WHAT YOU HAVE TO DO >>
Identify every line in the records below that contains the string "smoke" and copy each one out. Case counts.

Saved data entries
++++

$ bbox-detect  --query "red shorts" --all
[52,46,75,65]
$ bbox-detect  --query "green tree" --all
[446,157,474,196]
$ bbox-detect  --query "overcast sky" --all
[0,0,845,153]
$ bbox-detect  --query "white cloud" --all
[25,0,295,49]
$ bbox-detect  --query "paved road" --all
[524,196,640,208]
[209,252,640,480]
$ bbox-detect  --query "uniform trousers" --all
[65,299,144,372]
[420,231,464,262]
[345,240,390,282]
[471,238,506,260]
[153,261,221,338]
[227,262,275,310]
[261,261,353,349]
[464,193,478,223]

++++

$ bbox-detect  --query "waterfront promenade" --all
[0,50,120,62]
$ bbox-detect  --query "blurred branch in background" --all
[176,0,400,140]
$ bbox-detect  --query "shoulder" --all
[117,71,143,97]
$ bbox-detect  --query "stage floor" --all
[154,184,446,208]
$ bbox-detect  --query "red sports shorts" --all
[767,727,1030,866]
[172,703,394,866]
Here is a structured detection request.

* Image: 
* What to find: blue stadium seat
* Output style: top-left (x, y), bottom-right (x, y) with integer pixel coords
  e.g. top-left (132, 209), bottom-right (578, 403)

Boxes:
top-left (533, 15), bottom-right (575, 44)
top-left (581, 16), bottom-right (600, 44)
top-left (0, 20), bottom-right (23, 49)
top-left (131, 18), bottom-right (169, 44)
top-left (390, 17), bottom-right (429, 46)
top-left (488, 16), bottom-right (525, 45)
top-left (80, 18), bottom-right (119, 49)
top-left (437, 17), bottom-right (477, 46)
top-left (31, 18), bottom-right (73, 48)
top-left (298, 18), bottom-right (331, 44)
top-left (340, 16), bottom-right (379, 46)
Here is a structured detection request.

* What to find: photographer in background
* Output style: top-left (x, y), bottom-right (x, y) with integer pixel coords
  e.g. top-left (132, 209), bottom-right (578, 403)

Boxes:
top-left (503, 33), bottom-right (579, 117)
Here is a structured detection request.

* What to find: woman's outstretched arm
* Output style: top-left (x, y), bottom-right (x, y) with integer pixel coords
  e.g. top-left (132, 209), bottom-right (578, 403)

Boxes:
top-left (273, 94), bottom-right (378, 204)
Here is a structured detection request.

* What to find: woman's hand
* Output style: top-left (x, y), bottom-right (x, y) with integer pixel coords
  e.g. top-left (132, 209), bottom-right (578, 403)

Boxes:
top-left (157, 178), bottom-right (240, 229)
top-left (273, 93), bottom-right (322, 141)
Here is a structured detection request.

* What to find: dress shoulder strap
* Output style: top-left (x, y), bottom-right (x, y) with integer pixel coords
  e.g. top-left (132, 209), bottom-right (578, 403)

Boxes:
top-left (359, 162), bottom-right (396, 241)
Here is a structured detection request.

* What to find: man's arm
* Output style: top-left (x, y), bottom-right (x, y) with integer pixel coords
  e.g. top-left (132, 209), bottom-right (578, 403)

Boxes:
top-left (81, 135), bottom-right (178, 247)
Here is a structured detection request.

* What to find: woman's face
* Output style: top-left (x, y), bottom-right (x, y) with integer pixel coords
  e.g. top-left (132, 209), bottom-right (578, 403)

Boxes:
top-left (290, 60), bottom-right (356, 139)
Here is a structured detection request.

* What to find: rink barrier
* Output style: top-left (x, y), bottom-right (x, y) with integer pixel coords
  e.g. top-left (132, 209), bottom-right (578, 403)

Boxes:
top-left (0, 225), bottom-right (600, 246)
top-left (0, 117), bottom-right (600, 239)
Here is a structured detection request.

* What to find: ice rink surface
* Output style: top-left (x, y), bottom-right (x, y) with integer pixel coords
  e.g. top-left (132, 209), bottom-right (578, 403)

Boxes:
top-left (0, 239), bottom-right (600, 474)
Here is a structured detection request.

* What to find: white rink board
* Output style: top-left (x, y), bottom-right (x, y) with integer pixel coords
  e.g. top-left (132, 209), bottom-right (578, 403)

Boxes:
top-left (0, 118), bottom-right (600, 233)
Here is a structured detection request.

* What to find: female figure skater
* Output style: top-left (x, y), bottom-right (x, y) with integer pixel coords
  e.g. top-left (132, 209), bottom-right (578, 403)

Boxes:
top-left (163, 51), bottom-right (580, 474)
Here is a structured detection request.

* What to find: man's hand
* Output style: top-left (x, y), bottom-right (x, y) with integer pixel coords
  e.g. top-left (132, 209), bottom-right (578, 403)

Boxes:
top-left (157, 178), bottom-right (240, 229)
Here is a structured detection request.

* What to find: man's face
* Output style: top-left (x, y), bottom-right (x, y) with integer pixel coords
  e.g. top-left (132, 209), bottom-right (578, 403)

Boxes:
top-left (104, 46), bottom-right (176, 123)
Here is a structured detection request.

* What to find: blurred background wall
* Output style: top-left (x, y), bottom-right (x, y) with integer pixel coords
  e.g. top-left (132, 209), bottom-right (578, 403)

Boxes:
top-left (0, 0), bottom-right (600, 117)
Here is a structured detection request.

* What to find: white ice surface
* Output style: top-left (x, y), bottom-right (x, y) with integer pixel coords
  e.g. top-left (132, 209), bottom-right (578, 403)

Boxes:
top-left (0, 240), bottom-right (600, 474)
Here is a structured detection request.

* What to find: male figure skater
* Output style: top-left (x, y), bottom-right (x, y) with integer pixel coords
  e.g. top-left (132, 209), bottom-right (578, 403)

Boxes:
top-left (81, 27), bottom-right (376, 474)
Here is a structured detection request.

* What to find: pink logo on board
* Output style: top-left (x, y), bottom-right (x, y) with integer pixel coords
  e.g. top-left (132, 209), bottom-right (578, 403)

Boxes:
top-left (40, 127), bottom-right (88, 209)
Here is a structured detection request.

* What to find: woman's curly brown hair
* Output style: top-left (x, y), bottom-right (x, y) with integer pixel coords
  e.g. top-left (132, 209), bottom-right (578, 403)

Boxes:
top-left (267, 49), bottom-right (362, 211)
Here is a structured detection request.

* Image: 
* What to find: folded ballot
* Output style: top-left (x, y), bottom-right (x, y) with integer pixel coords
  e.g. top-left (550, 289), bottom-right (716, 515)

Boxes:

++++

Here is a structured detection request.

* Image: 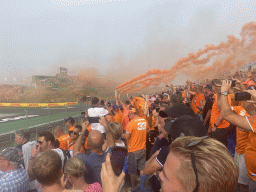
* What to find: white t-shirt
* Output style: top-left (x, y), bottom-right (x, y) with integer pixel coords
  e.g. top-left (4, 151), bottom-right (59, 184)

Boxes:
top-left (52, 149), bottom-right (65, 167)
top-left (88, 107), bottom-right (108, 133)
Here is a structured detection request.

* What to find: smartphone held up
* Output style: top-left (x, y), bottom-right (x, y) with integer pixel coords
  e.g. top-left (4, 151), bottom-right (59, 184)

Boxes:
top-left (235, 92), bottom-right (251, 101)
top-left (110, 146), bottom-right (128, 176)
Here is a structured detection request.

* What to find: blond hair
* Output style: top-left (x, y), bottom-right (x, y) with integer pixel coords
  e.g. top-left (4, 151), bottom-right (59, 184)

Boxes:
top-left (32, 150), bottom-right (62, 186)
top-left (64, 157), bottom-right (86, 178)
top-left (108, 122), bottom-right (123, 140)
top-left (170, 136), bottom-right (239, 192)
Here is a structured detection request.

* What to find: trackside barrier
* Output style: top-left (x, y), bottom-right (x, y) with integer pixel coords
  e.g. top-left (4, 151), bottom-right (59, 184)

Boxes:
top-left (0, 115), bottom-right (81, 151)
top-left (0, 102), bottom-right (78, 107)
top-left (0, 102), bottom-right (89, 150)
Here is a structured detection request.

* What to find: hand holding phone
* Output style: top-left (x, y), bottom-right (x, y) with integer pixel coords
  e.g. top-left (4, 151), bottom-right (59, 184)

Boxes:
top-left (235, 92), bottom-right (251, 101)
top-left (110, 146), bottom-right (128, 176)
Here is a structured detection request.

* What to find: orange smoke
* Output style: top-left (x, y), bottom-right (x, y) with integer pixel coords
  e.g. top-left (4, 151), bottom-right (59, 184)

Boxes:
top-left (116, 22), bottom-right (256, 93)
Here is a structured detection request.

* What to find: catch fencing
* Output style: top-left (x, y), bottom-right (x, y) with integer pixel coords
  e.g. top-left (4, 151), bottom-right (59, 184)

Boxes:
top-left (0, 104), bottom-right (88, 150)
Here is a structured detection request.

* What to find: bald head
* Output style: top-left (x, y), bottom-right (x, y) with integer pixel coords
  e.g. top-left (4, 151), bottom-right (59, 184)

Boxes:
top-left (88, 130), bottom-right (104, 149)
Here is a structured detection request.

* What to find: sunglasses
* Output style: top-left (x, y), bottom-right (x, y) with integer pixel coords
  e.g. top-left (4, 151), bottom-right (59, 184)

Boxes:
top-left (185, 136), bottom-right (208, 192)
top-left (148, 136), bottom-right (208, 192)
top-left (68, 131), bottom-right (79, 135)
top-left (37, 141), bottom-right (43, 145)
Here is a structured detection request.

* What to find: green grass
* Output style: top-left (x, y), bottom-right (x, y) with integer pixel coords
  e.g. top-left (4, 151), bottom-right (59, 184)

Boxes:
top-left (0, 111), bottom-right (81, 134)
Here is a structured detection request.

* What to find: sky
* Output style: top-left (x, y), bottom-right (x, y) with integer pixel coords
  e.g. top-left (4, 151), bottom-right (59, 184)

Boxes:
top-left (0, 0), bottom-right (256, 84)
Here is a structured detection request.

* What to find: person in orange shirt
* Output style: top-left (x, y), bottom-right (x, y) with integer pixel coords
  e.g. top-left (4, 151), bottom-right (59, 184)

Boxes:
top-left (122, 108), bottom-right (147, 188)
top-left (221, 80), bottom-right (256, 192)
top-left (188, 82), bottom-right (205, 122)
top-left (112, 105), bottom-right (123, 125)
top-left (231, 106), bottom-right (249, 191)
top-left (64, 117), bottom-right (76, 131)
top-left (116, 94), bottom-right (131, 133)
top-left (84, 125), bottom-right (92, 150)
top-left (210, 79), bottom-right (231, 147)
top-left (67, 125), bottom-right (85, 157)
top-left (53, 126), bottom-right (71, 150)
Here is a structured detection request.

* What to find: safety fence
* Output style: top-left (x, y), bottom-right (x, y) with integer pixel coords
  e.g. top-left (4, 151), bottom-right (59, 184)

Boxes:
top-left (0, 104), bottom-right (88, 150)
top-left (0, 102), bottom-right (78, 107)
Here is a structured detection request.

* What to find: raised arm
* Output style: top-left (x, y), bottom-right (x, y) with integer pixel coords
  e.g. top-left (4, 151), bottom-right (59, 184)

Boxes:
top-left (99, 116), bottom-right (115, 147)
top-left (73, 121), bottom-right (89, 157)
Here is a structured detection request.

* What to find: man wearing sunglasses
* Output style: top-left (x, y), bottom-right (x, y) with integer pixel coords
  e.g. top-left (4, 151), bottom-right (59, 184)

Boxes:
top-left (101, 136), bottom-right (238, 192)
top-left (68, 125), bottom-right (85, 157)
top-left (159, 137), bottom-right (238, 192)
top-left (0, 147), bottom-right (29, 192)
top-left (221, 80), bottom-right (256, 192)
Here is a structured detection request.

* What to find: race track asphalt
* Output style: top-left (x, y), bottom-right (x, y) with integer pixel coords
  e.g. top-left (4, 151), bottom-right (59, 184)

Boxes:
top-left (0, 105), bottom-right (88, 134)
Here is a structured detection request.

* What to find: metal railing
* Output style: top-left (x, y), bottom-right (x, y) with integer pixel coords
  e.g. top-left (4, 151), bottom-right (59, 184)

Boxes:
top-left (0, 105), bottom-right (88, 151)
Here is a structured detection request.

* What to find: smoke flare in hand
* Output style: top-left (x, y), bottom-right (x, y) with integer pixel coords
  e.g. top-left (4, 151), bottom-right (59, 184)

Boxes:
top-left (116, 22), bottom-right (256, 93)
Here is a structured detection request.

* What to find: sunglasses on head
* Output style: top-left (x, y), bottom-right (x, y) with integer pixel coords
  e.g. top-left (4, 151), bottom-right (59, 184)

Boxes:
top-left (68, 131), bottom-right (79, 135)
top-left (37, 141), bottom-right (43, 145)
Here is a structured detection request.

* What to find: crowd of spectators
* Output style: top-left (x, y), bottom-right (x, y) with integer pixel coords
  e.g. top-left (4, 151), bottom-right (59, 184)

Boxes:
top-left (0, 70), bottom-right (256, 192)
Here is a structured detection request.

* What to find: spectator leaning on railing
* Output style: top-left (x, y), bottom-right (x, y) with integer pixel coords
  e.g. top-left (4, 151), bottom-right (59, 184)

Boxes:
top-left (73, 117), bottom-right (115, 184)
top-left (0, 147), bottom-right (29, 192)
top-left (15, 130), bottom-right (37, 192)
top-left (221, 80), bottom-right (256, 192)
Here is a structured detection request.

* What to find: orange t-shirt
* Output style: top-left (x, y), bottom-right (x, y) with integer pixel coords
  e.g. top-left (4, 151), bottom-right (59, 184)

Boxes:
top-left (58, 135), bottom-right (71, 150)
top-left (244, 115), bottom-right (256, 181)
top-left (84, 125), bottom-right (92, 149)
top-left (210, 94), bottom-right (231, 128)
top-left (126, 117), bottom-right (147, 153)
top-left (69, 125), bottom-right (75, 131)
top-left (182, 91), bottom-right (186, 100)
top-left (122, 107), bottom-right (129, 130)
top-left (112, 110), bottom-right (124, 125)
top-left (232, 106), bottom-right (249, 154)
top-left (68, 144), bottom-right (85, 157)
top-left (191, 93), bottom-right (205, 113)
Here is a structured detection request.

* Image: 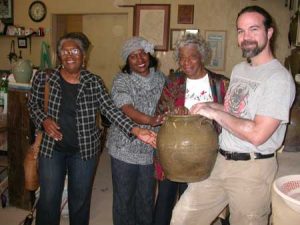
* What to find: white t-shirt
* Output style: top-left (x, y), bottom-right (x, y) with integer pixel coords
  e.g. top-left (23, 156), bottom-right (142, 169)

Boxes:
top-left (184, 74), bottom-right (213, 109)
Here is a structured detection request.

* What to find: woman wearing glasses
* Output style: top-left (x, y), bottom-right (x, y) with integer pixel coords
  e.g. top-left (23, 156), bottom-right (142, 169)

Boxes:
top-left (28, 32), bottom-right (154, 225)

++++

OUTPUT >>
* What to find: orange smoke
* What to find: smoke flare in hand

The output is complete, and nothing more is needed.